Written task »
Output the passage of the socket-option message that starts at "For these reasons, I" and ends after "send multiple packets.", copied word for word.

Will do.  Will patches against the 2.2.7-RELEASE CVS repository be acceptable?
If there hasn't been too much drift, they should easily merge into -STABLE,
and maybe even -CURRENT.

>>      With a socket option, applications that wanted low latency (at the
>>      expense of more memory usage) could specify that on a per-socket basis.
>>      This is less ugly, but requires extensive changes to documentation, 
>>      header files, and application software.
>
>Do you think you could come up with a heuristic that would be able to 
>detect when the current behaviour was losing, reliably?  If so, you 
>could use this to switch the option...

By adding one or two bookkeeping fields to the socket structure it would be
possible to implement such an heuristic.  However, there are three reasons I
don't think that is such a good idea:

 1. Protocol inefficiencies from sending multiple packets are, by their 
    nature, protocol dependent.  Ergo, we would want different heuristics for
    different families (LOCAL, INET, ISO, etc.) and types (STREAM, DGRAM,
    etc.) of socket.  Which gets really ugly really fast.

 2. There is no method to determine how much any given application cares
    about protocol inefficiencies on any given socket.  The heuristic would
    be making perhaps unwarranted assumptions about what performance
    characteristics were desireable in a particular instance.  Which is how
    we got into this mess in the first place.

 3. It would be non-trivial extra code in a pretty performance-sensitive
    part of the kernel (the innermost loop of sosend).

For these reasons, I think a socket option makes more sense than trying to 
resolve the problem automagically in the kernel.

Perhaps a more tractable solution would be a system-wide heuristic, such as
is used with filesystem tuning.  I.e., if there are mbuf clusters to burn,
burn 'em, baby.  Otherwise, send multiple packets.

[Dataset records about object locations]
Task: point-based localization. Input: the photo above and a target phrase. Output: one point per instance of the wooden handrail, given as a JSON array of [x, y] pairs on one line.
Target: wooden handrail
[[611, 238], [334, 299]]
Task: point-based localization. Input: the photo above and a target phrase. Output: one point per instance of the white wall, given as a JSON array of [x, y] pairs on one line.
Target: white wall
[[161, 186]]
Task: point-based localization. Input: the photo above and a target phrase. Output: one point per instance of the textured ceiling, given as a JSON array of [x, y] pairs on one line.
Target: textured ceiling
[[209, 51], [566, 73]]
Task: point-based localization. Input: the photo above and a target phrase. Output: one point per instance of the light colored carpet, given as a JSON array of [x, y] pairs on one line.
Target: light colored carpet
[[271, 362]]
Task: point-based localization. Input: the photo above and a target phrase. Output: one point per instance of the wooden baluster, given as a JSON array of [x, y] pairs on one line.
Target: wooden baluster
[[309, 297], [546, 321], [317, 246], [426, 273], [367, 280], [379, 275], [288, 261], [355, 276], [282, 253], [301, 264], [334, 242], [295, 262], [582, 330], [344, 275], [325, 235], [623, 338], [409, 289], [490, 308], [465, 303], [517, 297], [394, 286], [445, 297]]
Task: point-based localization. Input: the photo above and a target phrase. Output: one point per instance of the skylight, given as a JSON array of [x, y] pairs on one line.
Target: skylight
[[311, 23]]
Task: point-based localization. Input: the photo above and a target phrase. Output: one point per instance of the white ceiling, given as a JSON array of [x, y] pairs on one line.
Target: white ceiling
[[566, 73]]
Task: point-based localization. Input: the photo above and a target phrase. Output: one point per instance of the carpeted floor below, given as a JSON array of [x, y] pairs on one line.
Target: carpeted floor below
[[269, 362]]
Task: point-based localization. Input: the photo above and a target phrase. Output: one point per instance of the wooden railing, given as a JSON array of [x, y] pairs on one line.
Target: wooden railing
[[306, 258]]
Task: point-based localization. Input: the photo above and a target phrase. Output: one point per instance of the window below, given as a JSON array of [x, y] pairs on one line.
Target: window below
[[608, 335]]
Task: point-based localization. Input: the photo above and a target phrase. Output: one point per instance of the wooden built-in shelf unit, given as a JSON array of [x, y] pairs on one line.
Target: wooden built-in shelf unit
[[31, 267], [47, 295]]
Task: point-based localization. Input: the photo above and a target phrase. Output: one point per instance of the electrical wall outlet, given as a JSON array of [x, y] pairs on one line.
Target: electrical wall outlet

Answer to the exercise »
For these reasons, I think a socket option makes more sense than trying to 
resolve the problem automagically in the kernel.

Perhaps a more tractable solution would be a system-wide heuristic, such as
is used with filesystem tuning.  I.e., if there are mbuf clusters to burn,
burn 'em, baby.  Otherwise, send multiple packets.